• _Entries_:
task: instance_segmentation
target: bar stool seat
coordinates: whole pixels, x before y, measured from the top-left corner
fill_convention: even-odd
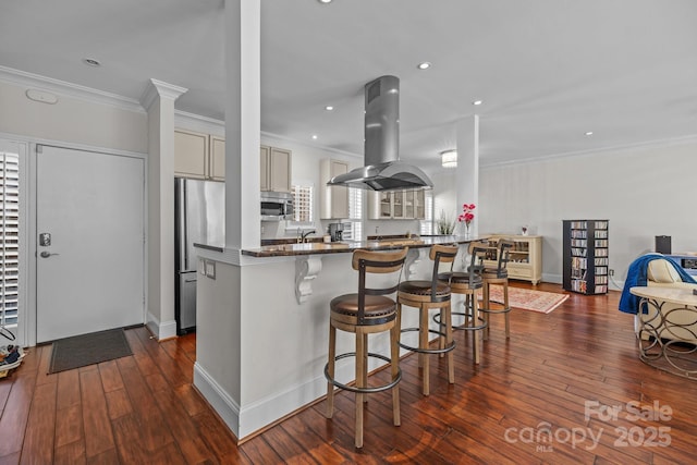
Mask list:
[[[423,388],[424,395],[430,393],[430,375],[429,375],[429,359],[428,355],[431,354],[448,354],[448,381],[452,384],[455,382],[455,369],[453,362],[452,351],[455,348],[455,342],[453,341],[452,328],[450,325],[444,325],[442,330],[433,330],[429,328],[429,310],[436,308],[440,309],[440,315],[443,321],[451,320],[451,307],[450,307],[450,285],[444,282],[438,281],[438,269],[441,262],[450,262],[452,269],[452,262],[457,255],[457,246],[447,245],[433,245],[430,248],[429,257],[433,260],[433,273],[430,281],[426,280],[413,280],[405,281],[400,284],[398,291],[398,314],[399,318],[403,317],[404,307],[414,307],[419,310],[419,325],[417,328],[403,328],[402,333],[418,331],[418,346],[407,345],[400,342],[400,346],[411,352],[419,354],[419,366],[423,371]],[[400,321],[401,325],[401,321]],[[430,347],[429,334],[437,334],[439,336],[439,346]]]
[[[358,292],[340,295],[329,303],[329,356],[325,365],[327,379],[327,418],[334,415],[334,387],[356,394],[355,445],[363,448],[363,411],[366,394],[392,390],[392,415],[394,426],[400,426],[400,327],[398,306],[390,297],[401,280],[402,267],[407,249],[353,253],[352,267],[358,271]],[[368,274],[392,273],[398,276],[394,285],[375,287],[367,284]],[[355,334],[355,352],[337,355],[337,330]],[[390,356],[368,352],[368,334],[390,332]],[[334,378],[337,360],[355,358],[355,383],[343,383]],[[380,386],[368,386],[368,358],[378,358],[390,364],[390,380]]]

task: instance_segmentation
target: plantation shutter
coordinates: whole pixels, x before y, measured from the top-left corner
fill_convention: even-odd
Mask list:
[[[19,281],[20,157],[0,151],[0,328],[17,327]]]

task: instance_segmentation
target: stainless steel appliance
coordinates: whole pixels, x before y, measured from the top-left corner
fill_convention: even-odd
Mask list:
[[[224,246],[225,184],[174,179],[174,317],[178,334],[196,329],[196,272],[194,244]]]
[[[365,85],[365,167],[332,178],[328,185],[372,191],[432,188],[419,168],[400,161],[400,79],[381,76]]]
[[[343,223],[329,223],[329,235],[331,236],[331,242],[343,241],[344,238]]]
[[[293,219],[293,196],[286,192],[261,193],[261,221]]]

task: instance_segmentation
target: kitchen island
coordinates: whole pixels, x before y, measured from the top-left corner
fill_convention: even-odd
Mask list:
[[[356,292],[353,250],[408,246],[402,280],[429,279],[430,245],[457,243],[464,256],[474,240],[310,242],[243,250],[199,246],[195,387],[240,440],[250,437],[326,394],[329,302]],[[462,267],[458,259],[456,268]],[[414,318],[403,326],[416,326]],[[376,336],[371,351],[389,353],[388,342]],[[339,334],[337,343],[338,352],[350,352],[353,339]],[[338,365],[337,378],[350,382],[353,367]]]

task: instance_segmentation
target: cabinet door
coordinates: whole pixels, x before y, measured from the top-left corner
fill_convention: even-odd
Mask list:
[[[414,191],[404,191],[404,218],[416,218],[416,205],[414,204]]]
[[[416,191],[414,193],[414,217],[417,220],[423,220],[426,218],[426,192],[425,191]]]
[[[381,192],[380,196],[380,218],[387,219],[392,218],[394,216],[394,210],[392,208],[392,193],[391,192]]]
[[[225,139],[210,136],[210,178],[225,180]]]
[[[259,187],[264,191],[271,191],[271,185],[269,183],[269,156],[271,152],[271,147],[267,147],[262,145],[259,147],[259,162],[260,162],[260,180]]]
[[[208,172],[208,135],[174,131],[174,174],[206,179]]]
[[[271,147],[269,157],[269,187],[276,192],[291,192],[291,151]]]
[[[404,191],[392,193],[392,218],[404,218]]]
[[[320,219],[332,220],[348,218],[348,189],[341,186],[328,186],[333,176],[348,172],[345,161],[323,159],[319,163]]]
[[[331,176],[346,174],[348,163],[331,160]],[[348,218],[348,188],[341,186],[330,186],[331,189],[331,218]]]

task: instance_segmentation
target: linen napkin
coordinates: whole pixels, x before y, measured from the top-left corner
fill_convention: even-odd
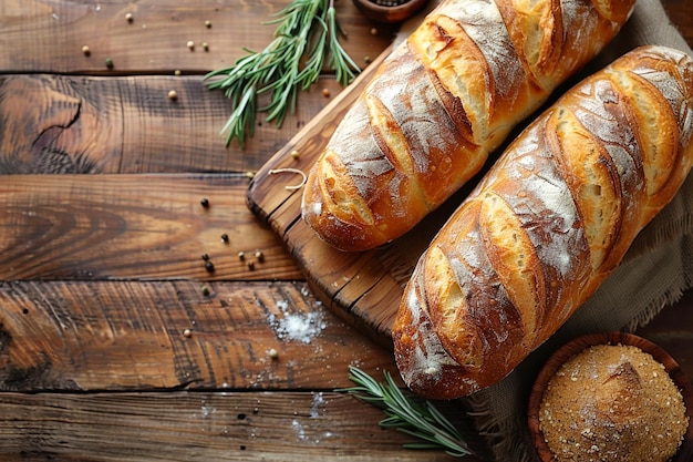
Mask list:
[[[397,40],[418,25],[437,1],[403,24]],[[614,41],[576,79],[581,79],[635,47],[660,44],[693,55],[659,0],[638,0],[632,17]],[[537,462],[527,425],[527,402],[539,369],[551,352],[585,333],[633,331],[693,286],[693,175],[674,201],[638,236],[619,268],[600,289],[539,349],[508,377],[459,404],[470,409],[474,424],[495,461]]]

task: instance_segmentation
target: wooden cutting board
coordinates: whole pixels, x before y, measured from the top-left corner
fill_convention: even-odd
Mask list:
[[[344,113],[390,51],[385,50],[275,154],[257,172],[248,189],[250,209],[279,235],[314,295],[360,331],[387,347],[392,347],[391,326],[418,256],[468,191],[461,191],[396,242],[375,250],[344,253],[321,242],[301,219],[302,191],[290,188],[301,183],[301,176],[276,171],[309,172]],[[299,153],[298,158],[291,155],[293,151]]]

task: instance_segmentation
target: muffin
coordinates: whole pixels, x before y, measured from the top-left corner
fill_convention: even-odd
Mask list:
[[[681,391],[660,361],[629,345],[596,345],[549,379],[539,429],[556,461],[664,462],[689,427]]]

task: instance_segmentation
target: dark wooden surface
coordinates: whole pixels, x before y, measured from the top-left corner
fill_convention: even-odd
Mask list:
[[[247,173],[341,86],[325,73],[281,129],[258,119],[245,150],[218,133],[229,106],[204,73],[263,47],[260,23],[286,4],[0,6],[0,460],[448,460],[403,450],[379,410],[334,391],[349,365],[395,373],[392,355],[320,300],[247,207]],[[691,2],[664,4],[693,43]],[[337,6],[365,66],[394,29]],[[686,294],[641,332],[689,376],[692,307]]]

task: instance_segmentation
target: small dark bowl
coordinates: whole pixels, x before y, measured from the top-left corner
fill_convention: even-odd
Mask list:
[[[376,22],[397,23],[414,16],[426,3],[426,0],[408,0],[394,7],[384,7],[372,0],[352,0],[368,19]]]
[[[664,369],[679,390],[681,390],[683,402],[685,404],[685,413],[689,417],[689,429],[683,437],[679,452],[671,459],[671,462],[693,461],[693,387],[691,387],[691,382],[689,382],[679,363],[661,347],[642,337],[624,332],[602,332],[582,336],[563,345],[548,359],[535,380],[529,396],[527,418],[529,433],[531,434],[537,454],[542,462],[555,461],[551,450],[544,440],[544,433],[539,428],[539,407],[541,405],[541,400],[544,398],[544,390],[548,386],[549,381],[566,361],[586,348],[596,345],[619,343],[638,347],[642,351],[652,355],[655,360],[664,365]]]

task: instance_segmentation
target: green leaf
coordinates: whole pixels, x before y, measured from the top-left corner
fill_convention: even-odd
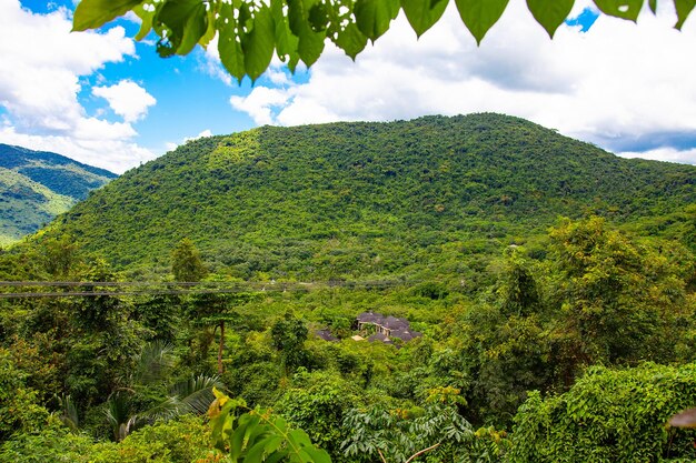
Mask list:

• _Set problem_: Please pull out each line in the rows above that contains the string "dark", treating uppercase and lowercase as different.

• _Solution_:
target: dark wooden surface
target: small dark bowl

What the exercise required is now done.